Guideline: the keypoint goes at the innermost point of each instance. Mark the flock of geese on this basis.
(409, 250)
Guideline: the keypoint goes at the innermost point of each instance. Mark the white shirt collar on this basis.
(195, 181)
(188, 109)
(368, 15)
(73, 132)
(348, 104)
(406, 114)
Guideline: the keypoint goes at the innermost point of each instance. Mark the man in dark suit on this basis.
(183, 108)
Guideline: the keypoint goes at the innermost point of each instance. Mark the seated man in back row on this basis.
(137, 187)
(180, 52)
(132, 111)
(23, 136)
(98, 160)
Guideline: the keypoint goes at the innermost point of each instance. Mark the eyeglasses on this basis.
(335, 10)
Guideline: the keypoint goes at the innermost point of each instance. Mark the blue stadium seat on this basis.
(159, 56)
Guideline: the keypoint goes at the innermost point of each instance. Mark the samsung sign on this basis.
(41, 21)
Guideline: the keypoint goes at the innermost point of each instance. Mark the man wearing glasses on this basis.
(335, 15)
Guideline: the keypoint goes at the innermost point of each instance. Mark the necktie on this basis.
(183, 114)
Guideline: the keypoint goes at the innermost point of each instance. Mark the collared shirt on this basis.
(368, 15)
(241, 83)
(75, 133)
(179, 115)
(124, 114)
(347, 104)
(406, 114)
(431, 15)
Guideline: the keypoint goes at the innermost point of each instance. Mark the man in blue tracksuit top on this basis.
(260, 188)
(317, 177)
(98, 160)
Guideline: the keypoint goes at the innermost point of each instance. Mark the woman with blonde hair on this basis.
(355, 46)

**********

> THE REQUEST
Reproduce the whole listing above word for word, from its first line to its last.

> SOLUTION TO THIS PROBLEM
Guideline: the keypoint goes at the innermost point of each instance. Mark the flock of geese on this basis.
(409, 250)
Guideline: the keypoint goes at the innermost point of each instance. Mark the white shirt collar on this basis.
(195, 181)
(188, 109)
(368, 15)
(73, 132)
(348, 104)
(406, 114)
Guideline: the keypoint goes at the innermost point of each instance. Mark the man in dark suit on this basis.
(183, 108)
Guideline: the keypoint goes at the innermost point of each instance. Mark the seated man in back row on this basis.
(137, 187)
(180, 52)
(132, 111)
(23, 136)
(98, 160)
Guideline: the keypoint goes at the innermost point of each instance. Mark the eyeglasses on this basis.
(335, 10)
Guideline: the keypoint goes at the innermost point of each instance. Mark the blue stadium seat on this basis.
(159, 56)
Guideline: the keypoint goes at the innermost point of each instance. Mark the samsung sign on this basis.
(41, 21)
Guideline: the keypoint goes at the innermost point of each instance. Mark the man wearing glasses on this basis.
(335, 15)
Guideline: the keypoint goes at the innermost point of each instance. Mark the necktie on this basis.
(183, 114)
Guideline: the keypoint goes at the innermost point of each instance. Mark the collared shirt on this basis.
(368, 15)
(241, 83)
(75, 133)
(179, 115)
(124, 114)
(347, 104)
(406, 114)
(431, 15)
Guideline: the keypoint goes at the innermost point of each instance. Mark the man in blue tracksuit top on this basis.
(260, 188)
(317, 177)
(98, 160)
Guideline: the keypoint goes at the innermost point of each instance. Mark the woman with blonde hair on this basis.
(355, 46)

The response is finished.